◆ **About this exercise**: When copying the records below, omit any image and print everything else exactly.

◆ **Material for the task**:
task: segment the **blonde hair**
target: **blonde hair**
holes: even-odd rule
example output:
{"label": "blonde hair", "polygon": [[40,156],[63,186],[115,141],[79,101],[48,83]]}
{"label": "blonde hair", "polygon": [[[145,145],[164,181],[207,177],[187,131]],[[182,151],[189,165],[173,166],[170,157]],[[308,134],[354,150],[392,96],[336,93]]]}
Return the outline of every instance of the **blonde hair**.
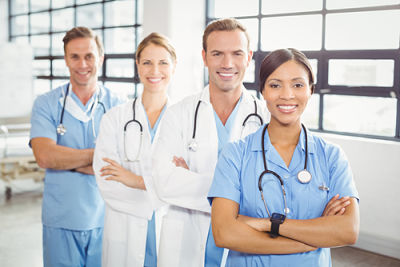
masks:
{"label": "blonde hair", "polygon": [[215,31],[234,31],[240,30],[244,32],[247,38],[247,50],[250,50],[250,36],[246,27],[234,18],[218,19],[210,22],[204,30],[203,34],[203,50],[207,52],[207,39],[212,32]]}
{"label": "blonde hair", "polygon": [[160,33],[152,32],[149,35],[147,35],[146,38],[144,38],[140,42],[140,44],[138,45],[138,47],[136,49],[136,60],[138,62],[140,61],[140,55],[142,54],[143,49],[145,49],[150,44],[158,45],[158,46],[165,48],[165,50],[167,50],[168,53],[171,55],[171,58],[173,59],[173,61],[176,61],[175,48],[172,46],[169,39]]}

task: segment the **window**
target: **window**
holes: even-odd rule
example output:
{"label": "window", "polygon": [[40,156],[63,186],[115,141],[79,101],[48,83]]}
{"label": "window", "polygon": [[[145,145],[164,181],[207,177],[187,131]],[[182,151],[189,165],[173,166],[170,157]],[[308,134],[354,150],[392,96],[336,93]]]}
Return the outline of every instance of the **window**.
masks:
{"label": "window", "polygon": [[137,83],[134,53],[141,39],[141,0],[9,0],[9,40],[30,43],[34,51],[34,94],[68,81],[62,39],[74,26],[92,28],[103,40],[99,80],[133,97]]}
{"label": "window", "polygon": [[206,22],[222,17],[248,29],[248,89],[269,52],[295,47],[316,75],[310,129],[400,141],[400,0],[207,0]]}

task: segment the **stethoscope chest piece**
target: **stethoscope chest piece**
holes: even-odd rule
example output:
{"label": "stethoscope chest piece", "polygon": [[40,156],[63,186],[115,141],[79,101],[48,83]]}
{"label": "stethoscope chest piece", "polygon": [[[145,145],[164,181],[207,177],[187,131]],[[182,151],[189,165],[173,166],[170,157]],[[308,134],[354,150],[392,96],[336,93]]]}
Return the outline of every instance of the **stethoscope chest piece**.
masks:
{"label": "stethoscope chest piece", "polygon": [[297,174],[297,180],[302,184],[308,184],[311,181],[312,175],[306,169],[299,171]]}
{"label": "stethoscope chest piece", "polygon": [[66,132],[67,132],[67,129],[65,128],[65,126],[64,126],[62,123],[60,123],[60,124],[57,126],[57,133],[58,133],[59,135],[64,135]]}
{"label": "stethoscope chest piece", "polygon": [[189,148],[190,151],[196,152],[197,151],[197,142],[196,142],[196,140],[194,140],[194,139],[190,140],[188,148]]}

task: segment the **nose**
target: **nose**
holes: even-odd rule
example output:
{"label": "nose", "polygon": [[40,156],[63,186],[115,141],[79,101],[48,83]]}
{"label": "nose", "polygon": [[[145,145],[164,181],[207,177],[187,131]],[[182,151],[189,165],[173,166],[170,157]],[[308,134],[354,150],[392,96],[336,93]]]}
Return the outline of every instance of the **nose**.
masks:
{"label": "nose", "polygon": [[233,67],[232,57],[230,55],[225,55],[221,62],[221,67],[224,69],[230,69]]}
{"label": "nose", "polygon": [[86,62],[86,59],[82,58],[82,59],[79,60],[78,65],[81,68],[85,68],[85,67],[88,66],[88,63]]}
{"label": "nose", "polygon": [[283,85],[280,93],[280,98],[284,100],[289,100],[294,98],[294,93],[289,85]]}
{"label": "nose", "polygon": [[151,73],[152,74],[157,74],[160,71],[160,67],[158,66],[158,64],[153,64],[151,67]]}

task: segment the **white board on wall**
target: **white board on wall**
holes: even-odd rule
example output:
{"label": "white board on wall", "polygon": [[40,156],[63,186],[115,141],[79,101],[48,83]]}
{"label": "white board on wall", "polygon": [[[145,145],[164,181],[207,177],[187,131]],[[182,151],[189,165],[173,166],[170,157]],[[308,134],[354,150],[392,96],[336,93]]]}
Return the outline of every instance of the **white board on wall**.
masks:
{"label": "white board on wall", "polygon": [[28,44],[0,44],[0,118],[26,117],[31,113],[32,59]]}

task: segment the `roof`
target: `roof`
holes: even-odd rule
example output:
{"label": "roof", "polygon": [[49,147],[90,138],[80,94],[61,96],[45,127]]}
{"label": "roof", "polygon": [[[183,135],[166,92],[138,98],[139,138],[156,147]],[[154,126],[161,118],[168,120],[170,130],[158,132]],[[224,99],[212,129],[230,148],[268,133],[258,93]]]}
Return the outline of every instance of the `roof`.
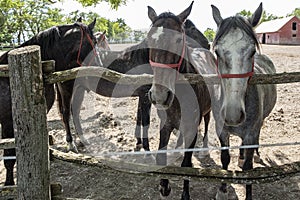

◆ **Exercise output**:
task: segment the **blonde hair**
target: **blonde hair**
holes: even-odd rule
example output:
{"label": "blonde hair", "polygon": [[40,156],[63,186],[115,141],[79,101],[48,83]]}
{"label": "blonde hair", "polygon": [[[145,145],[164,181],[207,177],[187,131]],[[182,151],[189,165],[173,166],[170,157]],[[308,134],[354,150],[392,96],[336,93]]]}
Return the outline of every instance of the **blonde hair**.
masks:
{"label": "blonde hair", "polygon": [[215,31],[234,31],[240,30],[244,32],[247,38],[247,50],[250,50],[250,36],[246,27],[234,18],[218,19],[210,22],[204,30],[203,34],[203,50],[207,52],[207,39],[212,32]]}
{"label": "blonde hair", "polygon": [[160,33],[152,32],[149,35],[147,35],[146,38],[144,38],[140,42],[140,44],[138,45],[138,47],[136,49],[136,60],[138,62],[140,61],[140,55],[142,54],[143,49],[145,49],[150,44],[158,45],[158,46],[165,48],[165,50],[167,50],[168,53],[171,55],[171,58],[173,59],[173,61],[176,61],[175,48],[172,46],[169,39]]}

task: segment the **window**
target: **window**
holes: even-odd rule
example output:
{"label": "window", "polygon": [[40,156],[63,186],[115,141],[79,101],[48,83]]}
{"label": "window", "polygon": [[[145,145],[164,181],[207,177],[187,131]],[[182,151],[189,165],[173,166],[170,157]],[[308,134],[354,150],[392,96],[336,93]]]}
Return the outline of every instance of the **window**.
masks:
{"label": "window", "polygon": [[137,83],[134,53],[141,39],[141,0],[9,0],[9,40],[30,43],[34,51],[34,94],[68,81],[62,39],[74,26],[92,28],[103,40],[99,80],[133,97]]}
{"label": "window", "polygon": [[206,22],[222,17],[248,29],[248,89],[269,52],[295,47],[316,75],[310,129],[400,141],[400,0],[207,0]]}

task: segment the **stethoscope chest piece**
target: **stethoscope chest piece**
holes: even-odd rule
example output:
{"label": "stethoscope chest piece", "polygon": [[40,156],[63,186],[115,141],[79,101],[48,83]]}
{"label": "stethoscope chest piece", "polygon": [[[145,145],[164,181],[207,177],[187,131]],[[182,151],[189,165],[173,166],[170,157]],[[308,134],[354,150],[392,96],[336,93]]]}
Return the outline of every instance of the **stethoscope chest piece**.
masks:
{"label": "stethoscope chest piece", "polygon": [[297,174],[297,180],[302,184],[308,184],[311,181],[312,175],[306,169],[299,171]]}
{"label": "stethoscope chest piece", "polygon": [[66,132],[67,132],[67,129],[65,128],[65,126],[64,126],[62,123],[60,123],[60,124],[57,126],[57,133],[58,133],[59,135],[64,135]]}
{"label": "stethoscope chest piece", "polygon": [[189,148],[190,151],[196,152],[197,151],[197,142],[196,142],[196,140],[194,140],[194,139],[190,140],[188,148]]}

task: segment the **nose**
target: **nose**
holes: even-odd rule
example output:
{"label": "nose", "polygon": [[40,156],[63,186],[115,141],[79,101],[48,83]]}
{"label": "nose", "polygon": [[[145,145],[164,181],[207,177],[187,131]],[[182,151],[189,165],[173,166],[170,157]],[[308,134],[354,150],[392,96],[336,93]]]}
Return the outline of every instance of the **nose**.
masks:
{"label": "nose", "polygon": [[233,67],[232,57],[230,55],[225,55],[221,62],[221,67],[224,69],[230,69]]}
{"label": "nose", "polygon": [[86,62],[86,59],[82,58],[82,59],[79,60],[78,65],[81,68],[85,68],[85,67],[88,66],[88,63]]}
{"label": "nose", "polygon": [[283,85],[280,93],[280,98],[284,100],[289,100],[294,98],[294,93],[289,85]]}
{"label": "nose", "polygon": [[151,73],[152,74],[157,74],[160,71],[160,67],[158,66],[158,64],[153,64],[151,67]]}

task: segment the **white board on wall**
target: **white board on wall**
holes: even-odd rule
example output:
{"label": "white board on wall", "polygon": [[40,156],[63,186],[115,141],[79,101],[48,83]]}
{"label": "white board on wall", "polygon": [[[145,145],[164,181],[207,177],[187,131]],[[182,151],[189,165],[173,166],[170,157]],[[308,134],[354,150],[392,96],[336,93]]]}
Return the outline of every instance of the **white board on wall**.
masks:
{"label": "white board on wall", "polygon": [[28,44],[0,44],[0,118],[26,117],[31,113],[32,59]]}

task: segment the `roof`
target: `roof`
holes: even-odd rule
example output:
{"label": "roof", "polygon": [[49,147],[90,138],[80,94],[61,96],[45,127]]}
{"label": "roof", "polygon": [[[183,135],[166,92],[138,98],[139,138],[156,147]],[[154,126],[161,118],[168,120],[170,130],[158,132]],[[224,99],[212,129],[230,148],[268,133],[258,93]]]}
Return the outline of every instance of the `roof`.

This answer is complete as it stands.